■ EXERCISE PASSAGE ■
################

Adaptive Trials: Is Your Study Equipped To Adapt?

Imagine, for a moment, you’re a data manager overseeing a Phase I study. Your endpoints are set, your database built and deployed, and your data collected. Now it’s time to cross your fingers, unblind your database, and hope for favorable tolerability results for the dosage you established. 

To your dismay, you discover you’ve overestimated the maximum tolerated dosage. What’s worse, had you been able to access the database during the study, you could have discovered this shortly after deployment and made protocol modifications that would have saved you time, money, and energy that has now been spent in vain. It’s an outcome that would be a shame to repeat. 

You resolve to empower yourself to make those modifications by taking an adaptive approach to trial design for future studies — and to invest in the tools that make adaptive trials possible.

Adaptive Trials and Electronic Data Capture (EDC)

A traditionally designed clinical trial is, by nature, a roll of the dice. Once a database is deployed, researchers can’t make many changes until the end of the study. In adaptive trials, however, databases can be unblinded while the study is in progress so that researchers can make changes to certain endpoints as needed, creating the potential for substantial time and monetary savings. 

But while more researchers than ever before are investing in Electronic Data Capture (EDC) software to enhance the efficiency of their research, many EDC companies aren’t effective in accommodating adaptive designs and are thus limited in offering the efficiency those designs make possible. 

Some EDCs, for example, when a mid-study discovery in an adaptive trial calls for a modification of the study’s endpoints, require researchers to take the entire database offline, perform complex modifications upon it, and ultimately push it live again. The time and resources spent on such an endeavor negate much or all of the efficiency of an adaptive design.

Adaptive trials are most common in Phase I, but some pharma experts see increasing adoption of the approach in Phases II and III.(1) As the trend spreads across the clinical research landscape, the EDC companies best positioned to serve the needs of the industry will be those that are capable of managing adaptive trials with efficiency.

################

■ GIVEN DATA ■
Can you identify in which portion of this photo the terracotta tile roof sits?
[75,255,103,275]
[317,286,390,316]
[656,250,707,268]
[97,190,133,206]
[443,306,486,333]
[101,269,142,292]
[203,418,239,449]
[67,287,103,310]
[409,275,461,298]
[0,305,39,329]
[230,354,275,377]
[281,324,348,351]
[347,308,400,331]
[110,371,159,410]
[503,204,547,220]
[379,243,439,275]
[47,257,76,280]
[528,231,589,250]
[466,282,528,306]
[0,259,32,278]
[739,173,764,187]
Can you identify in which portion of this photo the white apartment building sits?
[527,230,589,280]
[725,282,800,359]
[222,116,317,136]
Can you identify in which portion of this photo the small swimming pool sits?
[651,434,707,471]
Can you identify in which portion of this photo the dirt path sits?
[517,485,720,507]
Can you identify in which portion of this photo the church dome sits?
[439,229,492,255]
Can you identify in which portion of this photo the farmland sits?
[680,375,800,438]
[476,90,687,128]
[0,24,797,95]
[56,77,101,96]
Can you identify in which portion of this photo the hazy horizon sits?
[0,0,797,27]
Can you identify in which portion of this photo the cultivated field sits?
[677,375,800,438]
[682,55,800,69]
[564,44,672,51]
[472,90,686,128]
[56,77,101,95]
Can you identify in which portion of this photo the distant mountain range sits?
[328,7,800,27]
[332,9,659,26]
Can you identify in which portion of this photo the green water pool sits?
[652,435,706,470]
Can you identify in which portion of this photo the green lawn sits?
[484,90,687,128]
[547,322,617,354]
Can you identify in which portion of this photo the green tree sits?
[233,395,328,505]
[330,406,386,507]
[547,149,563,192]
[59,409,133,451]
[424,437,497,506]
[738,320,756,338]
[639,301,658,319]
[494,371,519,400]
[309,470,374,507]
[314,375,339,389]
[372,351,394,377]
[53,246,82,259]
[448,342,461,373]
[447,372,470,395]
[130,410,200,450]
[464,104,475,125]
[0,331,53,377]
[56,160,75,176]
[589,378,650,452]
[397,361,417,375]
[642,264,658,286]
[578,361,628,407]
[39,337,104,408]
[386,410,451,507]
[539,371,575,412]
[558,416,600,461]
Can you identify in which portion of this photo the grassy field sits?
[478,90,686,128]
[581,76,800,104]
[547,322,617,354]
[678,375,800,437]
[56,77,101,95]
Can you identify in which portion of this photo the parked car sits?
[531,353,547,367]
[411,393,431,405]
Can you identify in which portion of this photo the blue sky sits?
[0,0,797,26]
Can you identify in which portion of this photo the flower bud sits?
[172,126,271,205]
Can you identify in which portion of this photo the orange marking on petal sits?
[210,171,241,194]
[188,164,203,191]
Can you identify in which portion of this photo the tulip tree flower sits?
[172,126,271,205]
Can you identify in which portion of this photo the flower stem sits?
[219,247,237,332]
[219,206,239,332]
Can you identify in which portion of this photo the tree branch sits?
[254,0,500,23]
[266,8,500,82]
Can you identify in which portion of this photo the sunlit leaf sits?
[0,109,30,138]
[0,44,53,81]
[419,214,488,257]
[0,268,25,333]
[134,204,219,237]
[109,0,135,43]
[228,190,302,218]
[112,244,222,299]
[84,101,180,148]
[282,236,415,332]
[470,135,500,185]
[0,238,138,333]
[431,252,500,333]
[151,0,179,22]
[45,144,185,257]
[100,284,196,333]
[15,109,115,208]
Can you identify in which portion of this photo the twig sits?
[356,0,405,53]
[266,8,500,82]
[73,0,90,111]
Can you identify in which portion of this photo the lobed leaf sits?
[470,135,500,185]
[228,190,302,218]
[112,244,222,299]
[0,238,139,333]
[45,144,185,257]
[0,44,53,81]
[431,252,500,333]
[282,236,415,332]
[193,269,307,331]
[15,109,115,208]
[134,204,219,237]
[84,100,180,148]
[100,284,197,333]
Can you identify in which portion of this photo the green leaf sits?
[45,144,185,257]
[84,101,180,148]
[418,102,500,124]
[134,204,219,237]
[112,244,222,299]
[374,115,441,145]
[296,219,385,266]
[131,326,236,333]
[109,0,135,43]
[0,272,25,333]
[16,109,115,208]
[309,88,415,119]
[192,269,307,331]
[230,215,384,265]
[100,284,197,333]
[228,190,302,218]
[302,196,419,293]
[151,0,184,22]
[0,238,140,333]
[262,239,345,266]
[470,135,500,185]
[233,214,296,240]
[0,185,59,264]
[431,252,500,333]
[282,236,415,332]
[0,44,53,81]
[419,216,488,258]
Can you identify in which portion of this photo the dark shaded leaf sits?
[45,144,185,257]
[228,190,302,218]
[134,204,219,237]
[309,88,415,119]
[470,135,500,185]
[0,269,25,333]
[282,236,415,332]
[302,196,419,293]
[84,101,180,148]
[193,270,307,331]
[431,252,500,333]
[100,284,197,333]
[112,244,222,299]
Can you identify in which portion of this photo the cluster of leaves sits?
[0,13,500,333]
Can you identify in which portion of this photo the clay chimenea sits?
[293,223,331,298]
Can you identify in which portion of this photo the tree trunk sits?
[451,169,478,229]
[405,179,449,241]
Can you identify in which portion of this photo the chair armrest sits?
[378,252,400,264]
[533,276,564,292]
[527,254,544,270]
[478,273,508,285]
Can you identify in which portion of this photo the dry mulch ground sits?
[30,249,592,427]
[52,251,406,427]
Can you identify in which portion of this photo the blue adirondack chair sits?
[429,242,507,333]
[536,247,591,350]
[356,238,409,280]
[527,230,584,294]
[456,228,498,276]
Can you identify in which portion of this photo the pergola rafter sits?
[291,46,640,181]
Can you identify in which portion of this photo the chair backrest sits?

################

■ EXERCISE OBJECTIVE ■
Copy the passage on adaptive trials above word for word, between "Imagine, for a" and "adaptive trials possible.", inclusive.

■ RESULT ■
Imagine, for a moment, you’re a data manager overseeing a Phase I study. Your endpoints are set, your database built and deployed, and your data collected. Now it’s time to cross your fingers, unblind your database, and hope for favorable tolerability results for the dosage you established. 

To your dismay, you discover you’ve overestimated the maximum tolerated dosage. What’s worse, had you been able to access the database during the study, you could have discovered this shortly after deployment and made protocol modifications that would have saved you time, money, and energy that has now been spent in vain. It’s an outcome that would be a shame to repeat. 

You resolve to empower yourself to make those modifications by taking an adaptive approach to trial design for future studies — and to invest in the tools that make adaptive trials possible.